[Selected passage]
+++

Four Seasons In Japan
By Nick Bradley

Rating: 4 out of 5.

Four Seasons in Japan, Japanese Fiction, Japanese Cat Fiction, Cat books

 

As we consume more Japanese inspired food, watch more films from there, even buy their vehicles, as the consumption fluctuates, Japanese culture seems to be on the rise again in popularity and now books are again also on the rise. So, now’s the perfect time to really enter the country and take a look at this immersive literary book, Four Seasons In Japan. Thanks to Penguin and Random T. Tours, I am on the blog tour for. Check out the gorgeous sunny cover, the blurb and my review below.

Four Seasons in Japan hardback with blossoms

Blurb

From the author of The Cat and The City – ‘vibrant and accomplished’ David Mitchell – a BBC Radio 2 Book Club Pick.

Flo is sick of Tokyo. Suffering from a crisis in confidence, she is stuck in a rut, her translation work has dried up and she’s in a relationship that’s run its course. That’s until she stumbles upon a mysterious book left by a fellow passenger on the Tokyo Subway. From the very first page, Flo is transformed and immediately feels compelled to translate this forgotten novel, a decision which sets her on a path that will change her life…

It is a story about Ayako, a fierce and strict old woman who runs a coffee shop in the small town of Onomichi, where she has just taken guardianship of her grandson, Kyo. Haunted by long-buried family tragedy, both have suffered extreme loss and feel unable to open up to each other. As Flo follows the characters across a year in rural Japan, through the ups and downs of the pair’s burgeoning relationship, she quickly realises that she needs to venture outside the pages of the book to track down its elusive author. And, as her two protagonists reveal themselves to have more in common with her life than first meets the eye, the lines between text and translator converge. The journey is just beginning.

From the author of The Cat and The CityFour Seasons in Japan is a gorgeously crafted book-within-a-book about literature, purpose and what it is to belong.

+++

[What you will do]
a. In the Four Seasons in Japan review, what does Flo find on the Tokyo Subway?
b. Say whether each statement agrees with the Four Seasons in Japan review, and give the deciding words: (i) Ayako runs a coffee shop in Onomichi. (ii) Flo has plenty of translation work. (iii) The book is rated 5 out of 5.
c. Continue the Four Seasons in Japan review from its last sentence.

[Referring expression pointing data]
+++

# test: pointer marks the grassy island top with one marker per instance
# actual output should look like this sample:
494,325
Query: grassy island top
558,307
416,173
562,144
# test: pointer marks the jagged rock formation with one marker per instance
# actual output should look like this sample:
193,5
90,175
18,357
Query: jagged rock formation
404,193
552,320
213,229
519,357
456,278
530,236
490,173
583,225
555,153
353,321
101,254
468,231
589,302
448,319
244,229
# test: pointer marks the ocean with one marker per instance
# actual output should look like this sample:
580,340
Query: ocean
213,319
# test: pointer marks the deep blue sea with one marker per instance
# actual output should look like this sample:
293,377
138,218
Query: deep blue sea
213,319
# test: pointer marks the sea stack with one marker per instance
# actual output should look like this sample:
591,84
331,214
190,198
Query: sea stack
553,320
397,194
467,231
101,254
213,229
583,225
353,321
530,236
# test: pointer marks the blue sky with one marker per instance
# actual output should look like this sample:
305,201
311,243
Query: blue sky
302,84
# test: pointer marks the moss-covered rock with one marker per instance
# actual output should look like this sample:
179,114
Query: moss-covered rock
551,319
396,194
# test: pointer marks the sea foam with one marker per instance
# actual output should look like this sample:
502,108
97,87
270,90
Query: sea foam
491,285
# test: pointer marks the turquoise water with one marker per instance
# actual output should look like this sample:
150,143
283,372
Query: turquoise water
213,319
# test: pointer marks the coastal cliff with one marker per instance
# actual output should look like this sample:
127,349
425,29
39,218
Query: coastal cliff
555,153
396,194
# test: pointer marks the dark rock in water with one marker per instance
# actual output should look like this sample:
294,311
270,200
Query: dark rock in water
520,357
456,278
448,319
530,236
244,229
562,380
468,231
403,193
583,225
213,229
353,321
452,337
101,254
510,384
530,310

+++

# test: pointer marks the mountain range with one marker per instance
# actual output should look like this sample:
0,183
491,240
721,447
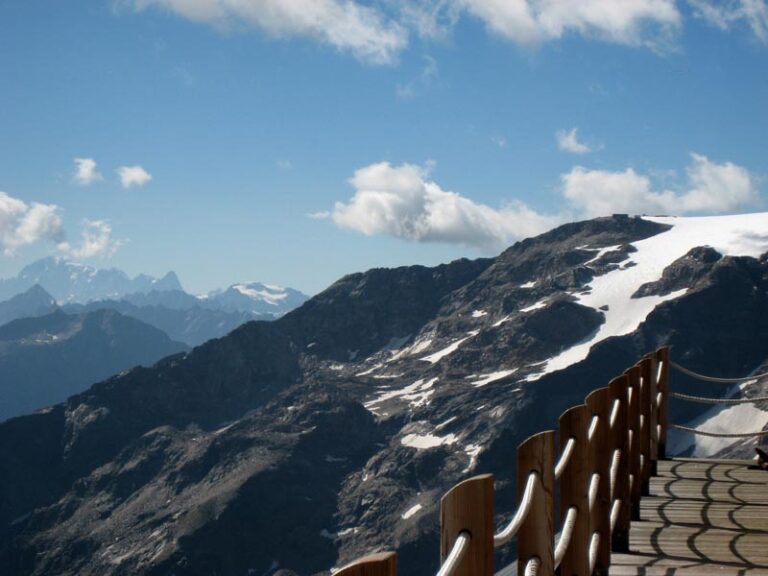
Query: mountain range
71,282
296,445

+++

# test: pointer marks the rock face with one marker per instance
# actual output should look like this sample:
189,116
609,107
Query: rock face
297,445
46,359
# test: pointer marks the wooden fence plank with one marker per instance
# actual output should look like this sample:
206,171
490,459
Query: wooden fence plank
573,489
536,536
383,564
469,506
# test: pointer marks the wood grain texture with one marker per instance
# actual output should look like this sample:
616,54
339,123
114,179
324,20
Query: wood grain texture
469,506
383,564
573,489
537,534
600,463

+++

[Results of the exercise]
a. A mysterious book left by a fellow passenger.

b.
(i) Yes: "runs a coffee shop in the small town of Onomichi"
(ii) No: "her translation work has dried up"
(iii) No: "Rating: 4 out of 5."

c.
Four Seasons in Japan, Nick Bradley, Japanese Fiction, Books and Cats

Review

Enter Japan and be whipped up in to its four seasons, of which the sections are divided up into. Nestled amongst, what is an emotive story, are also some Japanese pictures in the book too, some that also help section each part off, but others that are photographs of real places and people, which are fascinating.

Train stations, subways etc can be interesting places, if you let curiosity flow in. Flo did and discovered, what becomes quite a journey when she discovers a book, left by a fellow passenger. It looks mysterious and her innate fascination to discover more is piqued. Four Seasons in Japan, cleverly transpires to be a book within a book as we enter this journey of discovery with Flo. What she finds is more about Japanese culture, including an all important cat, a story about tragedy, a sense of community, all of which become significant as Flo discovers things in common with her own life.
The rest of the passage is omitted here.